AVAILABLE DATA
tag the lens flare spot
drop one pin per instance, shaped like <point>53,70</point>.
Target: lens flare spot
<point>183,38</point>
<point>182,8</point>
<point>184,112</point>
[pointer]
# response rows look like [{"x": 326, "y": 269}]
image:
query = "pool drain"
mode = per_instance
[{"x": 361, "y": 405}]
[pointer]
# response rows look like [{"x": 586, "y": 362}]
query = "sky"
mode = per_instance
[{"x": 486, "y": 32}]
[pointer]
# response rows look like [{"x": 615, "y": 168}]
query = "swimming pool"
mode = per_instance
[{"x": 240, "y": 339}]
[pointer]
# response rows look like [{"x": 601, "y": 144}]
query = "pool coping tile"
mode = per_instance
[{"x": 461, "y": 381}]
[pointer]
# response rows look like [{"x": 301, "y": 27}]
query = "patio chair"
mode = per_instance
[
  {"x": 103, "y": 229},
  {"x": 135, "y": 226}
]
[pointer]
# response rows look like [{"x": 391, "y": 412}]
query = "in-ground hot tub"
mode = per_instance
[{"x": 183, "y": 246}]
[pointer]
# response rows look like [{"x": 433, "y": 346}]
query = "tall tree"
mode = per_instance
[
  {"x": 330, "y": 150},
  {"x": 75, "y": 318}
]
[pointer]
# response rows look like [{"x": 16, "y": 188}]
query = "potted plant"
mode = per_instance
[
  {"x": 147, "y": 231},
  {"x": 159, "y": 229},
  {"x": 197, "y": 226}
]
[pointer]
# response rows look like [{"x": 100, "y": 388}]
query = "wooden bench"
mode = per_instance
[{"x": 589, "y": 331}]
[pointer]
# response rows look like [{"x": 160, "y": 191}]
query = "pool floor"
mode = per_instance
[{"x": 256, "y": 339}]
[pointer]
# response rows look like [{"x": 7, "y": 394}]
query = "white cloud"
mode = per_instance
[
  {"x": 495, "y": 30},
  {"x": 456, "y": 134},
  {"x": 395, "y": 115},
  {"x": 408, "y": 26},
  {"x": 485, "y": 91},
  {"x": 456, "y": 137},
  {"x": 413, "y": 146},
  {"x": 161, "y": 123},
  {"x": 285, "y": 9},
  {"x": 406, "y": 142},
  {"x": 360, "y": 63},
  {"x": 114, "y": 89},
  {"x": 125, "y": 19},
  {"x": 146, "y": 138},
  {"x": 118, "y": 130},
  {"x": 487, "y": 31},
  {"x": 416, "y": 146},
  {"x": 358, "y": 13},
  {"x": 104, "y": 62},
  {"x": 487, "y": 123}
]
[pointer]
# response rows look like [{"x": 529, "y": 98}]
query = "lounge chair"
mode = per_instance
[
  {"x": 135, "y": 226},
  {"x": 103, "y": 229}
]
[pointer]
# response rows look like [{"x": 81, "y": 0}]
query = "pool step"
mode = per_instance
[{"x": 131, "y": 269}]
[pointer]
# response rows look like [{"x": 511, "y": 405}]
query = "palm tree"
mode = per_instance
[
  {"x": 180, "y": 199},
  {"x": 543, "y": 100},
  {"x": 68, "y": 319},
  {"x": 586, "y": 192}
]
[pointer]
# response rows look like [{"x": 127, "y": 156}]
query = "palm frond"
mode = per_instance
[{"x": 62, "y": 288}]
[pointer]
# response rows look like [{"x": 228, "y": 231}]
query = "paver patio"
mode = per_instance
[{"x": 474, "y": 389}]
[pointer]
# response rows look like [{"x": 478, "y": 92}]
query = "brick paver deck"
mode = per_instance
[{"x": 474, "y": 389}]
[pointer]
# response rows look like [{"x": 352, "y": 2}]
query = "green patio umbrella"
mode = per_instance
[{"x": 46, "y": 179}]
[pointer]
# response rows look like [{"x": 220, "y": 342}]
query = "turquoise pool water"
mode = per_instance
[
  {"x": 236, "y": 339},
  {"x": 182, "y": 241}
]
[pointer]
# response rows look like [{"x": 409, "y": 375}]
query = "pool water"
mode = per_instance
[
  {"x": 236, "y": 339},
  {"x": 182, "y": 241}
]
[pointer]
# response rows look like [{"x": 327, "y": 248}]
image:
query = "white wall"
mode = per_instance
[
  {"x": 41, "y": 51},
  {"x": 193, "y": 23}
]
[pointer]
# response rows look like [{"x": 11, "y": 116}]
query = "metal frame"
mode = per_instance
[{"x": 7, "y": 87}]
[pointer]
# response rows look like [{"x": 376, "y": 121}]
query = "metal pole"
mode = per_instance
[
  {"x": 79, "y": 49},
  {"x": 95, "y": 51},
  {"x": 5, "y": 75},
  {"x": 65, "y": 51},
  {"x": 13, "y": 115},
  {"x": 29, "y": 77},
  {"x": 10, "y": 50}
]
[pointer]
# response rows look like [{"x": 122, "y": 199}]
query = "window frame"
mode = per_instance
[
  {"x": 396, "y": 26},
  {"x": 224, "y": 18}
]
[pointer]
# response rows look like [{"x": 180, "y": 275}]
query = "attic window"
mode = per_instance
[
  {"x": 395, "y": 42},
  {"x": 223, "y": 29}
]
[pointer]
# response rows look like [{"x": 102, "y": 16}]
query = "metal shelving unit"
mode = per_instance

PROBLEM DESCRIPTION
Could the entries above be output once more, exactly as they are?

RESULT OF THE EXERCISE
tag the lens flare spot
drop one pin per instance, shaped like <point>53,70</point>.
Target: lens flare spot
<point>183,38</point>
<point>182,8</point>
<point>184,112</point>
[pointer]
# response rows look like [{"x": 326, "y": 269}]
image:
query = "pool drain"
mode = per_instance
[{"x": 361, "y": 405}]
[pointer]
# response rows look like [{"x": 586, "y": 362}]
query = "sky"
mode = per_instance
[{"x": 486, "y": 32}]
[pointer]
# response rows look like [{"x": 615, "y": 168}]
query = "swimming pool"
mode = per_instance
[{"x": 240, "y": 339}]
[pointer]
# response rows look like [{"x": 601, "y": 144}]
query = "pool coping tile"
mode = per_instance
[{"x": 461, "y": 381}]
[pointer]
# response rows look like [{"x": 301, "y": 27}]
query = "patio chair"
mode = per_instance
[
  {"x": 103, "y": 229},
  {"x": 135, "y": 226}
]
[pointer]
# response rows look like [{"x": 391, "y": 412}]
query = "in-ground hot tub"
mode = per_instance
[{"x": 183, "y": 246}]
[pointer]
# response rows look like [{"x": 433, "y": 346}]
query = "tall tree"
mode = per_instance
[
  {"x": 330, "y": 150},
  {"x": 75, "y": 318}
]
[pointer]
# response rows look like [{"x": 16, "y": 188}]
query = "potted plant"
mode = per_instance
[
  {"x": 147, "y": 231},
  {"x": 159, "y": 229},
  {"x": 197, "y": 226}
]
[pointer]
# response rows look like [{"x": 100, "y": 388}]
query = "wooden bench"
mode = per_instance
[{"x": 589, "y": 331}]
[pointer]
# response rows look like [{"x": 160, "y": 191}]
query = "pool floor"
mode = per_instance
[{"x": 256, "y": 339}]
[pointer]
# response rows look like [{"x": 7, "y": 394}]
query = "white cloud"
mode = per_instance
[
  {"x": 495, "y": 30},
  {"x": 456, "y": 134},
  {"x": 395, "y": 115},
  {"x": 408, "y": 26},
  {"x": 485, "y": 91},
  {"x": 456, "y": 137},
  {"x": 413, "y": 146},
  {"x": 161, "y": 123},
  {"x": 285, "y": 9},
  {"x": 406, "y": 142},
  {"x": 360, "y": 63},
  {"x": 114, "y": 89},
  {"x": 125, "y": 19},
  {"x": 146, "y": 138},
  {"x": 118, "y": 130},
  {"x": 487, "y": 31},
  {"x": 416, "y": 146},
  {"x": 358, "y": 13},
  {"x": 104, "y": 62},
  {"x": 487, "y": 123}
]
[pointer]
# response rows look like [{"x": 529, "y": 98}]
query = "lounge chair"
mode = per_instance
[
  {"x": 135, "y": 226},
  {"x": 103, "y": 229}
]
[pointer]
# response rows look like [{"x": 81, "y": 0}]
query = "pool step"
mode = per_instance
[{"x": 131, "y": 269}]
[pointer]
# response rows look like [{"x": 511, "y": 405}]
query = "palm tree"
mode = per_instance
[
  {"x": 180, "y": 199},
  {"x": 543, "y": 100},
  {"x": 68, "y": 319},
  {"x": 586, "y": 192}
]
[pointer]
# response rows look like [{"x": 127, "y": 156}]
query = "palm frond"
mode = per_instance
[{"x": 62, "y": 288}]
[pointer]
# response rows look like [{"x": 228, "y": 231}]
query = "paver patio"
mode = per_instance
[{"x": 474, "y": 389}]
[pointer]
# response rows look like [{"x": 478, "y": 92}]
query = "brick paver deck"
mode = per_instance
[{"x": 474, "y": 389}]
[pointer]
# response rows look like [{"x": 352, "y": 2}]
query = "green patio umbrella"
mode = per_instance
[{"x": 46, "y": 179}]
[pointer]
# response rows look like [{"x": 220, "y": 342}]
query = "turquoise pool water"
mode = per_instance
[
  {"x": 236, "y": 339},
  {"x": 182, "y": 241}
]
[pointer]
# response rows look like [{"x": 409, "y": 375}]
query = "pool water"
mode = per_instance
[
  {"x": 236, "y": 339},
  {"x": 182, "y": 241}
]
[pointer]
# response rows look like [{"x": 327, "y": 248}]
image:
query = "white wall"
mode = per_instance
[
  {"x": 41, "y": 51},
  {"x": 193, "y": 23}
]
[pointer]
# response rows look like [{"x": 11, "y": 116}]
query = "metal frame"
mode = per_instance
[{"x": 7, "y": 87}]
[pointer]
# response rows look like [{"x": 376, "y": 121}]
query = "metal pole"
mode = per_instance
[
  {"x": 79, "y": 49},
  {"x": 95, "y": 51},
  {"x": 5, "y": 75},
  {"x": 65, "y": 51},
  {"x": 13, "y": 115},
  {"x": 29, "y": 77},
  {"x": 10, "y": 50}
]
[pointer]
# response rows look like [{"x": 122, "y": 199}]
query = "window frame"
mode = per_instance
[
  {"x": 396, "y": 26},
  {"x": 224, "y": 18}
]
[pointer]
# response rows look like [{"x": 180, "y": 275}]
query = "attic window"
mode = per_instance
[
  {"x": 395, "y": 42},
  {"x": 223, "y": 29}
]
[pointer]
# response rows look like [{"x": 102, "y": 16}]
query = "metal shelving unit"
mode = per_instance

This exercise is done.